- _MATERIALS PROVIDED_
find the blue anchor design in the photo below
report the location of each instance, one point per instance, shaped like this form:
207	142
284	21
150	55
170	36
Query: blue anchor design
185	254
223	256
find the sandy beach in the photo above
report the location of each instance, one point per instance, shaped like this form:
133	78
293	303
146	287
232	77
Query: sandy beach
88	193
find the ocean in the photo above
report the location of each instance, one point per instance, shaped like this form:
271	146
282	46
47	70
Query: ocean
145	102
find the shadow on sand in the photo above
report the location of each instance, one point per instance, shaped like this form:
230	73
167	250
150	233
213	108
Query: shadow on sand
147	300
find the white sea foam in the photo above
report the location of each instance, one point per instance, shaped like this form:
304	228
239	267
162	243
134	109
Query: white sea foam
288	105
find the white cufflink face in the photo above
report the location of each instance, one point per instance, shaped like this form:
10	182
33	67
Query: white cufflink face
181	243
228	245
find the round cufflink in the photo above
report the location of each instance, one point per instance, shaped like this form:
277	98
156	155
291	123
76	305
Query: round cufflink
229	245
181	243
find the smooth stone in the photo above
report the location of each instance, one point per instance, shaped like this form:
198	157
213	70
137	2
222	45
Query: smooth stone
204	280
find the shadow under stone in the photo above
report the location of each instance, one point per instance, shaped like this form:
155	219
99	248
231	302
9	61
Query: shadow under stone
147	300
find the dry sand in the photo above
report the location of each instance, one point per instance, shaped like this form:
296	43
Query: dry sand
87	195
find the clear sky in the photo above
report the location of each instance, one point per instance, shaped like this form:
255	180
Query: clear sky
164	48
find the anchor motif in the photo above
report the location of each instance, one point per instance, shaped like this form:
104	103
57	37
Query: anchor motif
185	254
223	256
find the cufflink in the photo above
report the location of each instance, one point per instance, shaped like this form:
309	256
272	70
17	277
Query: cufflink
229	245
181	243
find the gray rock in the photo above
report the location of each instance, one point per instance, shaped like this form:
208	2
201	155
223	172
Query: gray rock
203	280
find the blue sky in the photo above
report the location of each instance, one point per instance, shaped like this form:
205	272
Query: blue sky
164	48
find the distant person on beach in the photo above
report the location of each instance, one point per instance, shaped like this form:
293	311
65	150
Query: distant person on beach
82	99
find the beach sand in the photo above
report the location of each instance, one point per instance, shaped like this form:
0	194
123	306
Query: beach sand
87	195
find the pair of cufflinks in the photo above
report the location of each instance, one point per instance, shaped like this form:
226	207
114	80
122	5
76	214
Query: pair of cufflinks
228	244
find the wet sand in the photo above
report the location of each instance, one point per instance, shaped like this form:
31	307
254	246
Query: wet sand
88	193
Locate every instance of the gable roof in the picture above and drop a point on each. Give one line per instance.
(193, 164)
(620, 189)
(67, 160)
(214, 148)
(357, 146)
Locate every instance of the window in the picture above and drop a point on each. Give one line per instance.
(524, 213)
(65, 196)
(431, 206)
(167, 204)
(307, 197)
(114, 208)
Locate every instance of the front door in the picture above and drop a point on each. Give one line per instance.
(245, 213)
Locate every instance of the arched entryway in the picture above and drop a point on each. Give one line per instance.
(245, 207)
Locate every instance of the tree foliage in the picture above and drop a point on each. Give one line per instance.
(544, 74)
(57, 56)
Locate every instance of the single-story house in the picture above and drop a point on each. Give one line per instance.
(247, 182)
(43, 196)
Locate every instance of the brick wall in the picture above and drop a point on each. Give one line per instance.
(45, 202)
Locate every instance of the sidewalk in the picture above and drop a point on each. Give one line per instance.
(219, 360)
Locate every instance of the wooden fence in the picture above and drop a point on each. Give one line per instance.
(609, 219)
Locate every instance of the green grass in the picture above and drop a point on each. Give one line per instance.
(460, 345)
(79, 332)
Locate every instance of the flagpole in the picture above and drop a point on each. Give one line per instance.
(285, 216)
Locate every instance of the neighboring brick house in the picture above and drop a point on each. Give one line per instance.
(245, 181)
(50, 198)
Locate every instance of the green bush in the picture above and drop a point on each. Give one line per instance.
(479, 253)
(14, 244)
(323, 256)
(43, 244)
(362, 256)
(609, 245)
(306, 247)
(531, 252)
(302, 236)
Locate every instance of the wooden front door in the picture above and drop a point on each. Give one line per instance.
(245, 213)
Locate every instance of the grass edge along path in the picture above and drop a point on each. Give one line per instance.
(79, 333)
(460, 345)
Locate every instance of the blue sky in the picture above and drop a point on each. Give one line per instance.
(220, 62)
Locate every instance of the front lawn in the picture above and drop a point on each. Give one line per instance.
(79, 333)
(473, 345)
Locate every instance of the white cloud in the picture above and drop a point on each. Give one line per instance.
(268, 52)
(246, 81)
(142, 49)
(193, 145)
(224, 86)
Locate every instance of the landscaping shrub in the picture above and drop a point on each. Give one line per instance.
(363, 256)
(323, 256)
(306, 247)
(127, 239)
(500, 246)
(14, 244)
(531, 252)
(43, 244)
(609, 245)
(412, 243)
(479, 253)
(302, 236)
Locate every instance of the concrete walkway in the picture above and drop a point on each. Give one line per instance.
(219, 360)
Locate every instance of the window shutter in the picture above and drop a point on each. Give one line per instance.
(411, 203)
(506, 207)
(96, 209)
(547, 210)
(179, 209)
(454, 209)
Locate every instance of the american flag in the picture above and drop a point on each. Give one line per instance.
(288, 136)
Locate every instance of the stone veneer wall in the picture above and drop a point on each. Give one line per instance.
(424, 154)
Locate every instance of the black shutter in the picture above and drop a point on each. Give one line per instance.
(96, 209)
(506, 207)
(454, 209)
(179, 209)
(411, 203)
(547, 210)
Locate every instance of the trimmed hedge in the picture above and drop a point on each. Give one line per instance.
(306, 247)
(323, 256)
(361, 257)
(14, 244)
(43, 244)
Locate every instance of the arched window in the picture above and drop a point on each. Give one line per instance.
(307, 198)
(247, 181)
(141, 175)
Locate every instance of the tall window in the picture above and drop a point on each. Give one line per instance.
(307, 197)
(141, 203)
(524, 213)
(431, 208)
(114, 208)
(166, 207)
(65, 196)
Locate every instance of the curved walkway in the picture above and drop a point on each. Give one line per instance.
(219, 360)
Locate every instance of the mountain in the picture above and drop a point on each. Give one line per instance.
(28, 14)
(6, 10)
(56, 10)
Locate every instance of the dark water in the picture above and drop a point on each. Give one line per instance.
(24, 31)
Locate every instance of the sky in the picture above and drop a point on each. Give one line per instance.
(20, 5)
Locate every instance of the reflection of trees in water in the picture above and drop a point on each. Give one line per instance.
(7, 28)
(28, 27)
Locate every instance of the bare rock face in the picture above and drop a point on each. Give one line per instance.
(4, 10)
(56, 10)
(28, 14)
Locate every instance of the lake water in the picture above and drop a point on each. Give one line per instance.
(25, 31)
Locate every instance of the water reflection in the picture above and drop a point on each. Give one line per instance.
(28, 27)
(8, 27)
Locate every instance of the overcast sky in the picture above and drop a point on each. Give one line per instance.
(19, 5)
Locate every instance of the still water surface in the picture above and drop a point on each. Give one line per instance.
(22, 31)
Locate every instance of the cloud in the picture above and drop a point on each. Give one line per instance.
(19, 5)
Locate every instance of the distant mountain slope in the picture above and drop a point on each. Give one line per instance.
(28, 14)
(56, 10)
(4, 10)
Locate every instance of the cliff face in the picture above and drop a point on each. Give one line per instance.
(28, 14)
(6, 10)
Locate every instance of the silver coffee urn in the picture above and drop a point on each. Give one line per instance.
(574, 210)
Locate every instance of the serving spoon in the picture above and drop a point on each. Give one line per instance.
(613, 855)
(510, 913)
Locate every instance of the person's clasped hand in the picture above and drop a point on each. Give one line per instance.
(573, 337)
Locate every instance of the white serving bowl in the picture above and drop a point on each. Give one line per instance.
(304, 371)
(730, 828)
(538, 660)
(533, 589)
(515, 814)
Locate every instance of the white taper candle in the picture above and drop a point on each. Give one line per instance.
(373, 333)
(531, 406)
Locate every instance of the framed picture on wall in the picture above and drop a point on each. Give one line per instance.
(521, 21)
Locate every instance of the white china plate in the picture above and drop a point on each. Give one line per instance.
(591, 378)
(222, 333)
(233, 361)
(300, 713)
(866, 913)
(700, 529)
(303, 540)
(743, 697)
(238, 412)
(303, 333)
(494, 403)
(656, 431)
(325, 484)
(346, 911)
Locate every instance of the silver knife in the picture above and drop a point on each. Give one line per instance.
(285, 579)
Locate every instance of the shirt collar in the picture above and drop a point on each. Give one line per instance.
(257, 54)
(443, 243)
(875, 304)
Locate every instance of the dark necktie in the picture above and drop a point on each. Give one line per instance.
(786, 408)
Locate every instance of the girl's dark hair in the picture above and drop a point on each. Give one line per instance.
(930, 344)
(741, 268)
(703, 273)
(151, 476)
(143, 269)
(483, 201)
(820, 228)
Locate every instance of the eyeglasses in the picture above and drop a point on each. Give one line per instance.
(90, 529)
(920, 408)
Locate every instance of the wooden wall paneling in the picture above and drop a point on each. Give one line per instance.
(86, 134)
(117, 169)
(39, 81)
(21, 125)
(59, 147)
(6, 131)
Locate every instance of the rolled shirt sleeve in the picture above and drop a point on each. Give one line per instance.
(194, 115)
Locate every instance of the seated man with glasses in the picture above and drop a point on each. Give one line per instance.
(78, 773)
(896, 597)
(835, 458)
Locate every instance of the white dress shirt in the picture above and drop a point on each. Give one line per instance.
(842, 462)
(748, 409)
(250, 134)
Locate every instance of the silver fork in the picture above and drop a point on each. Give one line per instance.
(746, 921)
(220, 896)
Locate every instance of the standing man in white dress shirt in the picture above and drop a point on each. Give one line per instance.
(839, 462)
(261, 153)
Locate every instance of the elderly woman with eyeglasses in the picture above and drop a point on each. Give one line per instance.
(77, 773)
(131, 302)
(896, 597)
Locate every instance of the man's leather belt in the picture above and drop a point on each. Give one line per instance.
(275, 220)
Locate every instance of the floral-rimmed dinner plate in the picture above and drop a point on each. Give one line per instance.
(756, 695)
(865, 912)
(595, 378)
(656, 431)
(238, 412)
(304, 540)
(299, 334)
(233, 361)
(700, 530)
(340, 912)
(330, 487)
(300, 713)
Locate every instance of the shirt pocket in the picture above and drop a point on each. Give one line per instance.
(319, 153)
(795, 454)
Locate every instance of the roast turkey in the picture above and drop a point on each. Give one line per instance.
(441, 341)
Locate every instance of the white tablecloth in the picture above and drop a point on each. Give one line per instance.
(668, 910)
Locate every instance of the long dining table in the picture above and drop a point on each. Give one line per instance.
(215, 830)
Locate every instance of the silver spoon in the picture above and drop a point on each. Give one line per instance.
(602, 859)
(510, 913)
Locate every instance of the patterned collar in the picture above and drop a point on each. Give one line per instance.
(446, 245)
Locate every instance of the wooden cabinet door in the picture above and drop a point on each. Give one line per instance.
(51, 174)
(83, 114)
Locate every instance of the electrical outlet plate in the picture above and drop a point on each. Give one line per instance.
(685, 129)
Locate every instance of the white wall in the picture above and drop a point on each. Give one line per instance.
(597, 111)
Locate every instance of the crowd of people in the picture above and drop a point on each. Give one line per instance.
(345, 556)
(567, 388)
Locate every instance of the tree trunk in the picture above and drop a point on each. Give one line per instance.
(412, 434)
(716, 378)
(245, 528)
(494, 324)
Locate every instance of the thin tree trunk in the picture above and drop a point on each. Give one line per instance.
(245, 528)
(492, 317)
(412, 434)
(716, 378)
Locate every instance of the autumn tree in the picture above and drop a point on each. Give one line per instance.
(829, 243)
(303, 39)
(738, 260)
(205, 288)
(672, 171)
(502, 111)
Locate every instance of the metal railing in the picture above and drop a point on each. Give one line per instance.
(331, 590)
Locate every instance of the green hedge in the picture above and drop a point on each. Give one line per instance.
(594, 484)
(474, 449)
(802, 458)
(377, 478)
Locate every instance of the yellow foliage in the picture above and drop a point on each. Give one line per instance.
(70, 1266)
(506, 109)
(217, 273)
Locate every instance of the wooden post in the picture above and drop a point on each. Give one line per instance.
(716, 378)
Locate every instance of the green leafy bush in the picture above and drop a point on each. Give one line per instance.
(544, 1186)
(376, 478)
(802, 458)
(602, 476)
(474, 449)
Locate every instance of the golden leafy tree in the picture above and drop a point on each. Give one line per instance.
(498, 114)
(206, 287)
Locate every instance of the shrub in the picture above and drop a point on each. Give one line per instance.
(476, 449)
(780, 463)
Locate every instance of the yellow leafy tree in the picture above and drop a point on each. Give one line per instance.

- _WHAT TO PRODUCE_
Retype the portion of the data above that starts on the line with "find the smooth stone in the photo above" and finishes on the line with "find the dry sand in the photo above", including both of those lines.

- _EXERCISE RESULT_
find the smooth stone in the photo above
report the location of each instance, one point per instance, shaped like this form:
198	157
213	70
137	2
222	45
Query: smooth stone
204	280
find the shadow under stone in the photo above
report the location of each instance, one point per instance, shaped like this form:
155	219
99	248
231	302
9	61
Query: shadow under stone
147	300
find the dry sand in the photo above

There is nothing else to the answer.